WHAT YOU ARE ASKED TO DO >> Only the lines of the data holding the string "ceiling" need to be returned.
=== Section Start ===
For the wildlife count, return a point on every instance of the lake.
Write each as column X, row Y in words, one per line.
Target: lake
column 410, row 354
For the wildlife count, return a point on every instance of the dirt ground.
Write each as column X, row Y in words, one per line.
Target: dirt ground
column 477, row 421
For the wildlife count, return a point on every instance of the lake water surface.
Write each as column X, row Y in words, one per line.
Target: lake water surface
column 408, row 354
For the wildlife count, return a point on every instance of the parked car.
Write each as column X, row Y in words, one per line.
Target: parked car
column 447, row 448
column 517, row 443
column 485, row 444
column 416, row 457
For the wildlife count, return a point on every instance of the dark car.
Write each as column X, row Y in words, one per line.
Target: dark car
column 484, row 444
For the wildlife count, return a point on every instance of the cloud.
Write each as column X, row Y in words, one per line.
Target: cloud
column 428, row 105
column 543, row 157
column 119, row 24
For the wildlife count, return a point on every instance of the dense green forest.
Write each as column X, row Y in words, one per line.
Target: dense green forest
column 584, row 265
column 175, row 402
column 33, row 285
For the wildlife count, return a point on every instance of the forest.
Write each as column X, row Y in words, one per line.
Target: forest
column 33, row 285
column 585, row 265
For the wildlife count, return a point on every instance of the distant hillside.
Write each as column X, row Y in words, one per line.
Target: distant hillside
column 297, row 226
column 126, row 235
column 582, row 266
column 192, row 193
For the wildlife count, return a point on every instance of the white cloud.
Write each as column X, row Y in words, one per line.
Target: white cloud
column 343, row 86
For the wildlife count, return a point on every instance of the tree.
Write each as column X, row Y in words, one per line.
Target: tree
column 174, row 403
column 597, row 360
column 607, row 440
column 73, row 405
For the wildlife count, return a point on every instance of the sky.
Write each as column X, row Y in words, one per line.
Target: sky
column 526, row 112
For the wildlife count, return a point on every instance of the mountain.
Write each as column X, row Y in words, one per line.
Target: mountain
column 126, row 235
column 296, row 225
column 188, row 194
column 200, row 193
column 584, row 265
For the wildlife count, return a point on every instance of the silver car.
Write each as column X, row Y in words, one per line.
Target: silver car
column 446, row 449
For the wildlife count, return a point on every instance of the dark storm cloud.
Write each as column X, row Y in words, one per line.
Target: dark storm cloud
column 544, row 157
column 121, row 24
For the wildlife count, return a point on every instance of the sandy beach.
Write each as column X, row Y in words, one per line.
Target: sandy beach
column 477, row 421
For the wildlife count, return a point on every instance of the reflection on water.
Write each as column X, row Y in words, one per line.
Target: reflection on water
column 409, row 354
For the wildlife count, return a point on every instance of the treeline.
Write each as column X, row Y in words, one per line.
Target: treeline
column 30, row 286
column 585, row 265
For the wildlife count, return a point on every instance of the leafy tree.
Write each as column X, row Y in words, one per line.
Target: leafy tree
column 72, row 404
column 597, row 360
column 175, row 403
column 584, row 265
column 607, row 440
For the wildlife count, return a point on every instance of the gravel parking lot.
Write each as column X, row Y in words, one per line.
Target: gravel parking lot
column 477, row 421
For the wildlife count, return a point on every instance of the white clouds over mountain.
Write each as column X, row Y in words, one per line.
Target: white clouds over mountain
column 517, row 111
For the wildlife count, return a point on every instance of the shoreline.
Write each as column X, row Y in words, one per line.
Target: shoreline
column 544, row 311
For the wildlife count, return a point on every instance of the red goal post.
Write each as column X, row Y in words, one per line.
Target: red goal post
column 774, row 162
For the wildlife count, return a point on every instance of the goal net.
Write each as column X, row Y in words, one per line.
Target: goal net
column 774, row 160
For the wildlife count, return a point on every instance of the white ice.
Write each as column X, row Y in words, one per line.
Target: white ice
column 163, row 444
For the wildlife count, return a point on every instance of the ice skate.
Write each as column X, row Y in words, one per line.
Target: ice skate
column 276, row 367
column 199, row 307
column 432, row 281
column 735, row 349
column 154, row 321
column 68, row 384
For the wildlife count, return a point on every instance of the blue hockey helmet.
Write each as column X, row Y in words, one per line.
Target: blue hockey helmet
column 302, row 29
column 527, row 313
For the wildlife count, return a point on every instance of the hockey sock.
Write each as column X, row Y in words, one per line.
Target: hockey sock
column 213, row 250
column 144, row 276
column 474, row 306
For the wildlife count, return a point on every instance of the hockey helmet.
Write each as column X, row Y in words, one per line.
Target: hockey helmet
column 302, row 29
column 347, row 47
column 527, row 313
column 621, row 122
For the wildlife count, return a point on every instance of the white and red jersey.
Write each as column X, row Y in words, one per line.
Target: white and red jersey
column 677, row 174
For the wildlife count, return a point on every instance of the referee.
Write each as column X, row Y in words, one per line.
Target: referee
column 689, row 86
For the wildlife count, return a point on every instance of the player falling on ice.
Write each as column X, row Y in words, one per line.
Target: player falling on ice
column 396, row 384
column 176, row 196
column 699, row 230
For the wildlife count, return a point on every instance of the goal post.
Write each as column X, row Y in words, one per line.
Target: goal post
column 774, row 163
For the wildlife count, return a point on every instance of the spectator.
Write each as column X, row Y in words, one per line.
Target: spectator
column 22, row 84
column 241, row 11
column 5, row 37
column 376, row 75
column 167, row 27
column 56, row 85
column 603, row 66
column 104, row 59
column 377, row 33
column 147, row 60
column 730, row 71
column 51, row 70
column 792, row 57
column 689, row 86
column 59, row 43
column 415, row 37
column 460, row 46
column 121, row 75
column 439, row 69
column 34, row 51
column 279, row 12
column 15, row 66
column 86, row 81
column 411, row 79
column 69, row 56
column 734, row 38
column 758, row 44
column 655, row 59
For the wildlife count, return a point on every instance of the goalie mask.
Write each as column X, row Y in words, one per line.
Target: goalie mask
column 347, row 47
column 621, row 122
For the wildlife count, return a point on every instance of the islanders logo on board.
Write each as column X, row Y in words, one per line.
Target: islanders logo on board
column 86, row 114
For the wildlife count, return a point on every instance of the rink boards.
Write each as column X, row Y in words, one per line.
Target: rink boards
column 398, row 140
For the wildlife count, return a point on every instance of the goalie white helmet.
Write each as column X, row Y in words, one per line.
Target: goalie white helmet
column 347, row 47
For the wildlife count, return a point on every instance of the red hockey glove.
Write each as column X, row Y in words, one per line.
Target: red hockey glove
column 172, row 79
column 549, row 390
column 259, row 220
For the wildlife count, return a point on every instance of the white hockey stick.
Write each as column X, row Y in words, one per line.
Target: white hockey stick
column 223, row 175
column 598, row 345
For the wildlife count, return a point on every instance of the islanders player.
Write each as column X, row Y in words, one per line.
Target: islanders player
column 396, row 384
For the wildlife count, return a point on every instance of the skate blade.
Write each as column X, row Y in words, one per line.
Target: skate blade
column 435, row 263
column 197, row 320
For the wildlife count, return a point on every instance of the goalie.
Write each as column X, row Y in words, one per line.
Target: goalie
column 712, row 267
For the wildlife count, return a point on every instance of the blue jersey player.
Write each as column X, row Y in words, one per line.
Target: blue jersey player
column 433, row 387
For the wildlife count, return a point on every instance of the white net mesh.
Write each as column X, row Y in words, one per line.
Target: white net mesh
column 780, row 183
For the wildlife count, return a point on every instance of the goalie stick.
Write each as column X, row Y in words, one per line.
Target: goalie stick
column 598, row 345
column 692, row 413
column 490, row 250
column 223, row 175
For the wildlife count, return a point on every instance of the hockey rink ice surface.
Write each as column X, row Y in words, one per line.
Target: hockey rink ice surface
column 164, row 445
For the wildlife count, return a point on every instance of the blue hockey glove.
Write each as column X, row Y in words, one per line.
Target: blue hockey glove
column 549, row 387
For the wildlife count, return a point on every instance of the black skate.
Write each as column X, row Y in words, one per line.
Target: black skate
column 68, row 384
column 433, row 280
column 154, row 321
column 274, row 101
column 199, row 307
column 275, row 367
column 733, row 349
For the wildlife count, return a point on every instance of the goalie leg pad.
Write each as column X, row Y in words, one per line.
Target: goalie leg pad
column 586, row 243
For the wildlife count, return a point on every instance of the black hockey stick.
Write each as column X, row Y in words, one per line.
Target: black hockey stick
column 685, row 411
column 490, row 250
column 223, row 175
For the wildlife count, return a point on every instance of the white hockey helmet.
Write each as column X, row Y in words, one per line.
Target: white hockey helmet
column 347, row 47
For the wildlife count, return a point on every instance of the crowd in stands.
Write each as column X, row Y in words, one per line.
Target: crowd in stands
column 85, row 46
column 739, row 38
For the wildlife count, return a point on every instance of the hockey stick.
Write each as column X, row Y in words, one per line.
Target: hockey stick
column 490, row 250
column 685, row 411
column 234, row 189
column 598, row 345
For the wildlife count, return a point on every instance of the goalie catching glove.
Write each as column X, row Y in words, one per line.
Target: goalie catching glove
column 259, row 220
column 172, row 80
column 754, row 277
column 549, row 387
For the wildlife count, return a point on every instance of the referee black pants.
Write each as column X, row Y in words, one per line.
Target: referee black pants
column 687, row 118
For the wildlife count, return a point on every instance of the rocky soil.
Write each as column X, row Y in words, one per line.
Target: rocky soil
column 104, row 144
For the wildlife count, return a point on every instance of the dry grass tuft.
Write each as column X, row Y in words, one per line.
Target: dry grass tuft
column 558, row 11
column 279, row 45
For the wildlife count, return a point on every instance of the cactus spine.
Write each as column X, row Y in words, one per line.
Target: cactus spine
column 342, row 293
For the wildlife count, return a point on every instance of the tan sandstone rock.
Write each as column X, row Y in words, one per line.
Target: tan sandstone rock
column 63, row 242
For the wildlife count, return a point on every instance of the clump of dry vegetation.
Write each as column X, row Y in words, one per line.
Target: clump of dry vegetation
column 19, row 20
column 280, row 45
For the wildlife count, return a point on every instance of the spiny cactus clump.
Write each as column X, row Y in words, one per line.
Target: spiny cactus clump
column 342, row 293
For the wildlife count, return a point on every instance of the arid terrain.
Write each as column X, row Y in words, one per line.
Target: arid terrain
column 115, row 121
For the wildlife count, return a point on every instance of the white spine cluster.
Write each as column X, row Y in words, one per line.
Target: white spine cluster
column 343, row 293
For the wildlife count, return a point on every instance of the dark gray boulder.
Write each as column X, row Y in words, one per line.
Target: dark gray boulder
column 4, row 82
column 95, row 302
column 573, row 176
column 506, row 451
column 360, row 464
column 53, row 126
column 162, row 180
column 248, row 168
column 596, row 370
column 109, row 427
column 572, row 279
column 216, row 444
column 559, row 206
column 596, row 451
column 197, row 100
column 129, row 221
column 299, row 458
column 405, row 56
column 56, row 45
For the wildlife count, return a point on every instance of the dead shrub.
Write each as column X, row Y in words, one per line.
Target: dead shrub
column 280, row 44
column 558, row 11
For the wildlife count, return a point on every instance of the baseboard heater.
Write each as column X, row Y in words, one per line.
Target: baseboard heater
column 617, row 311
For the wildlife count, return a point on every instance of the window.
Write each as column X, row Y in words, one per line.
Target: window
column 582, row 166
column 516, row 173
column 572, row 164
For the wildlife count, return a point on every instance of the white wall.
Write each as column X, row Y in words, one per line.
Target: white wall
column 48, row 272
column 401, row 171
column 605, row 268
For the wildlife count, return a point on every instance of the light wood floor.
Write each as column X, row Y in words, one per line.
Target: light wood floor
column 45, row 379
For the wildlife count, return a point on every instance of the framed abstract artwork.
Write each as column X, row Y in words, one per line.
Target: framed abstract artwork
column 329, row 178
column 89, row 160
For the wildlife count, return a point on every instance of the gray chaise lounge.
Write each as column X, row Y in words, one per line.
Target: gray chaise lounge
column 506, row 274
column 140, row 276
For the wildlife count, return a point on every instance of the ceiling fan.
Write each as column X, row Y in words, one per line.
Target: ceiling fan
=== Section End ===
REPLY TO THE EXERCISE >>
For the wildlife count, return a point on every instance of the ceiling fan.
Target: ceiling fan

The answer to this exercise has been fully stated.